Text passage:
What is remortgaging?

When buying a home, most people take out a mortgage. However, you should not view this as a one-time purchase, but as an ongoing financial arrangement that needs regular attention. The terms of the mortgage deal you are offered may only stay in place for a few years, after which they may change. This can result in higher monthly repayments.

To ensure that you can still afford these repayments – and also keep them as low as possible – you will probably need to seek out new mortgage deals every few years. This is called remortgaging.

Reasons to remortgage

Although a full mortgage term is usually for around 20 to 25 years, a typical mortgage deal will last between two and five years (some lenders do offer ten-year deals). You may therefore have several different mortgage deals over the lifespan of your mortgage.

When a mortgage deal ends, the interest rate will change to the lender’s standard variable rate (SVR). This will usually be higher than the deal rate, and even if it isn’t, it may rise unpredictably.

Here are some reasons why you might want to remortgage:

  • Your current deal is about to expire, which would push you onto the lender’s SVR

  • Your circumstances have improved, meaning you might obtain a better deal

  • Your home has risen significantly in value – this too could result in a better deal

  • You want to switch to a different kind of mortgage, such as a fixed, capped or tracker

  • You need a more flexible mortgage, such as one that can let you miss payments or make excess payments (useful if your income fluctuates)

Exercise: In the remortgaging text, what rate does the interest switch to once a mortgage deal ends? Answer from the remortgaging text alone.

Given records:

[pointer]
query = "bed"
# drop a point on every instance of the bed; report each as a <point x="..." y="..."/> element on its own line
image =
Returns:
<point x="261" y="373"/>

Reply: The lender's standard variable rate (SVR).